[start of Dataset excerpts]
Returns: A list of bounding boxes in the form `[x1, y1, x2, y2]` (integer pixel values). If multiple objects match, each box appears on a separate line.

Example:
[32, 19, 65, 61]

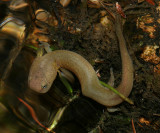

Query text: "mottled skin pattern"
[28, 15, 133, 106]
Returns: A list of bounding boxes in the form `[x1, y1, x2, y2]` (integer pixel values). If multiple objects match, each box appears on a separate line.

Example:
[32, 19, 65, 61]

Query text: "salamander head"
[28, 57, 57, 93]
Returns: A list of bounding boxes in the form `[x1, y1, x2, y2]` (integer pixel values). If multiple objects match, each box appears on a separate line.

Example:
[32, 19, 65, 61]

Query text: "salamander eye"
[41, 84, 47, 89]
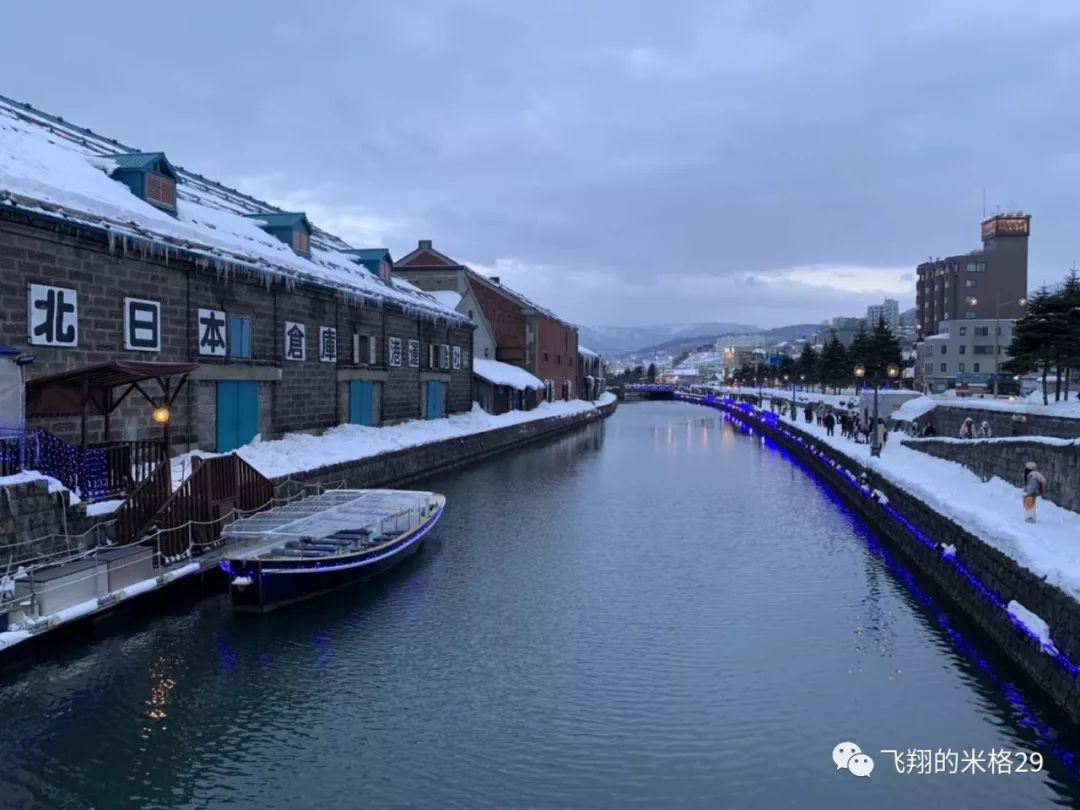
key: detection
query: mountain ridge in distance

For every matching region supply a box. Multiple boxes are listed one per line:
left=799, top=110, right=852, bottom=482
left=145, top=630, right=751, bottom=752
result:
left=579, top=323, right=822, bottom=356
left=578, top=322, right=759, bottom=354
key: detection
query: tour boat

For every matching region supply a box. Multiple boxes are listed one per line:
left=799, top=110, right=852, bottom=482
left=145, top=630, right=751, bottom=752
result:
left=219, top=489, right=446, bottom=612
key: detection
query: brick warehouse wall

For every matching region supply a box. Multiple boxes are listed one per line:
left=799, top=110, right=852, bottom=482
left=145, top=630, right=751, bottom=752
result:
[end of Dataset excerpts]
> **Task objective**
Transcribe the data word for word, from its first line through the line containing "left=578, top=322, right=759, bottom=354", with both of those lines included. Leave the pictures out.

> **Response below**
Returns: A list of bounding boxes in the form `[x1, y1, x2, y2]` (integer pixel values). If multiple objects match, each box appears on a separate line.

Example:
[32, 19, 65, 61]


Query text: "mottled skin pattern"
[28, 15, 133, 106]
Returns: A list of bounding boxes in the form `[x1, y1, x2, y2]` (integer pixel values). If multiple objects match, each box appears on a separate line.

Example:
[32, 19, 65, 61]

Query text: "salamander head"
[28, 57, 57, 93]
Returns: A list of bounding boxes in the form `[x1, y1, x2, y2]` (integer pixel values). If multiple objects match, each box appears on a separate line.

Example:
[32, 19, 65, 61]

Query text: "salamander eye"
[41, 84, 47, 89]
key: detection
query: mountain ridge in distance

For every matching region supply a box. Multiple boxes are listed one per line:
left=799, top=110, right=852, bottom=482
left=145, top=630, right=751, bottom=752
result:
left=579, top=323, right=822, bottom=356
left=578, top=322, right=759, bottom=354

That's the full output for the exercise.